- **WHAT IS EXPECTED**:
Copy each of the items below word for word, keeping them in their original order.

- **DATA FOR PROCESSING**:
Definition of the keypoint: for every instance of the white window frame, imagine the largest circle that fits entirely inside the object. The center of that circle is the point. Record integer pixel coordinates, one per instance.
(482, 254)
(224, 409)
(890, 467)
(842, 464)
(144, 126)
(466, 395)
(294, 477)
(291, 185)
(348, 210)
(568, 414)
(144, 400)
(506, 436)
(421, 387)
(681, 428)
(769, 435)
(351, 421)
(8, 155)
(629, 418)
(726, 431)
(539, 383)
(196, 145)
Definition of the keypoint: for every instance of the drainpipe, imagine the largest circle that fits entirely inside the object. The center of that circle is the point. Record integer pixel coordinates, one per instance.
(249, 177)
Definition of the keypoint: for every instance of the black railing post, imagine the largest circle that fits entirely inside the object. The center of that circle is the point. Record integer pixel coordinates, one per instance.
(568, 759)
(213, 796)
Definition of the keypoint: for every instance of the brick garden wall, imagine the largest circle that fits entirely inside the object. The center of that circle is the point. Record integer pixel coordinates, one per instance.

- **RESULT OF THIS EXERCISE**:
Definition of the keypoint: for every instance of the white window frame, imagine the largest circle that fits entirely inside the object. The center of that circle is the point. Record integer pixel coordinates, one per instance.
(482, 254)
(224, 409)
(890, 467)
(842, 464)
(144, 126)
(466, 395)
(294, 477)
(291, 185)
(348, 210)
(568, 414)
(144, 400)
(506, 436)
(421, 387)
(681, 428)
(769, 435)
(351, 421)
(8, 155)
(629, 418)
(726, 431)
(539, 383)
(196, 145)
Definition of the keypoint: for every instance of the drainpipe, imagine the largest circle that fits entirely inside the object. The center of that circle is the point. Record integer pixel coordinates, one per instance.
(249, 177)
Definition of the keypoint: for every instance of the black railing post, imagine the largest circle that fits entirely inside the object. The center of that circle is the point. Record integer pixel coordinates, one per instance.
(568, 759)
(213, 796)
Definition of the keypoint: for every instance of the brick garden wall, imagine the largest circle that fits entirely inside the object. The center of that circle is the point. Record integer pixel coordinates, one per instance.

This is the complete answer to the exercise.